» Data excerpts
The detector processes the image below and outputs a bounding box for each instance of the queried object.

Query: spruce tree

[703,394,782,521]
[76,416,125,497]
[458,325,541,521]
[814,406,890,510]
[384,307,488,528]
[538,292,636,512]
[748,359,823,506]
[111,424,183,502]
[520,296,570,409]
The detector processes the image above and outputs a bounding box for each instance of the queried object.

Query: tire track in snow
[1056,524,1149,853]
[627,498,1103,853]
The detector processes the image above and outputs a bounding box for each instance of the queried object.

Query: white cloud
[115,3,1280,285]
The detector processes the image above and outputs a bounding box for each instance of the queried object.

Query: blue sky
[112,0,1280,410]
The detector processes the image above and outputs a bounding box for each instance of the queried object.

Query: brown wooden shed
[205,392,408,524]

* * *

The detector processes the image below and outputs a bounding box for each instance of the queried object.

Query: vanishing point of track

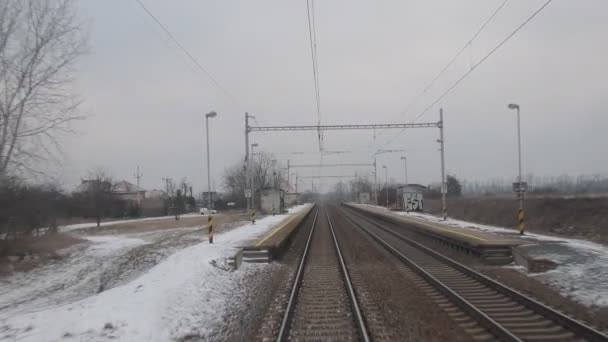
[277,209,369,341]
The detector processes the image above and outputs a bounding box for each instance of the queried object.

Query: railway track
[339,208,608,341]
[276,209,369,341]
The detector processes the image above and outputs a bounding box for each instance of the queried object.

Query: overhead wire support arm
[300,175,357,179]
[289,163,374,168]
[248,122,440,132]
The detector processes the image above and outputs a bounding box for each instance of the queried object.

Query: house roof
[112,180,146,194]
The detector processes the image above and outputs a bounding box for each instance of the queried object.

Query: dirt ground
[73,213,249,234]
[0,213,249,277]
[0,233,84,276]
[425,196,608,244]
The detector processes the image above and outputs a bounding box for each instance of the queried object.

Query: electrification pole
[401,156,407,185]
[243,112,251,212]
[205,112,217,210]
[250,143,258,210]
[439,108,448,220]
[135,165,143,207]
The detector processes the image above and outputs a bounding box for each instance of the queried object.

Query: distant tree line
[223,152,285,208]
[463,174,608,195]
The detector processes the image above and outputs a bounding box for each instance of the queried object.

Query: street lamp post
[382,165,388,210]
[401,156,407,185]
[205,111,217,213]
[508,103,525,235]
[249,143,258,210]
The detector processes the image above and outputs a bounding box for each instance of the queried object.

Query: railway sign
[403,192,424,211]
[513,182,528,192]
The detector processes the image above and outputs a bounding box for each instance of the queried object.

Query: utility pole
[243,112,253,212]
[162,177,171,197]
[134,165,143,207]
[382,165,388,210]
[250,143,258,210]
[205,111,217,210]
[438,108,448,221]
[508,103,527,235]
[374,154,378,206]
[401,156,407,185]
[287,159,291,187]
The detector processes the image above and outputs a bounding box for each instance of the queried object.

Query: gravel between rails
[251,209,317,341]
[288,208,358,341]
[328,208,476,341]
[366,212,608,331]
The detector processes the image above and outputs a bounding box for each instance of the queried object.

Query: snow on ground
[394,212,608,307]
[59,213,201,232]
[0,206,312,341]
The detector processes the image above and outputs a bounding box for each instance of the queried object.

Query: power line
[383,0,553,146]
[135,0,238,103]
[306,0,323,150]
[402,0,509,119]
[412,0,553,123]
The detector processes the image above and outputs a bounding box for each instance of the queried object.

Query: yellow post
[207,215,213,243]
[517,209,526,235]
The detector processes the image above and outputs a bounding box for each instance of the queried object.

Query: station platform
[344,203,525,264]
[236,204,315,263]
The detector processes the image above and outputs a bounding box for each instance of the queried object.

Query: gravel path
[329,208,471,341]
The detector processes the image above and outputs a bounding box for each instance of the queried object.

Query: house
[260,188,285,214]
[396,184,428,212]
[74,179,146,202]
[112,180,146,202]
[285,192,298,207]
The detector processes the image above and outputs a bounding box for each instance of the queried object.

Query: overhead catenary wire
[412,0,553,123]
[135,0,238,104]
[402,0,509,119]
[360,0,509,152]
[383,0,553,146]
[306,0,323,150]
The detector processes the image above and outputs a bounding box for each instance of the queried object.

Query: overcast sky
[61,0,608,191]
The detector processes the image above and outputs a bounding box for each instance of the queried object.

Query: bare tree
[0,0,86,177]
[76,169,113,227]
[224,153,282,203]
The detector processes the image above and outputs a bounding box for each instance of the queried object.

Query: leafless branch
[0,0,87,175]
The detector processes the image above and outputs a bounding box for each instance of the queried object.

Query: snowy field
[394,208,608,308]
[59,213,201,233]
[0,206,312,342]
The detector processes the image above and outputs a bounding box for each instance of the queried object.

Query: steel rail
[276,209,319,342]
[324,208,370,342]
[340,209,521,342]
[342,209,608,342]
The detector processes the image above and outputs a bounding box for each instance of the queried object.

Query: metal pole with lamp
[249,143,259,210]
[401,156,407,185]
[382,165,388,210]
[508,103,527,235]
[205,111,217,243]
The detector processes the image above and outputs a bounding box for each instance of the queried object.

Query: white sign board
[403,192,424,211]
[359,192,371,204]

==

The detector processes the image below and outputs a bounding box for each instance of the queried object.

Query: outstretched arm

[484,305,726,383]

» Problem statement
Identify every line in the records above that contains the word "railway", and copy each such line.

» Task response
Query: railway track
Query: railway sign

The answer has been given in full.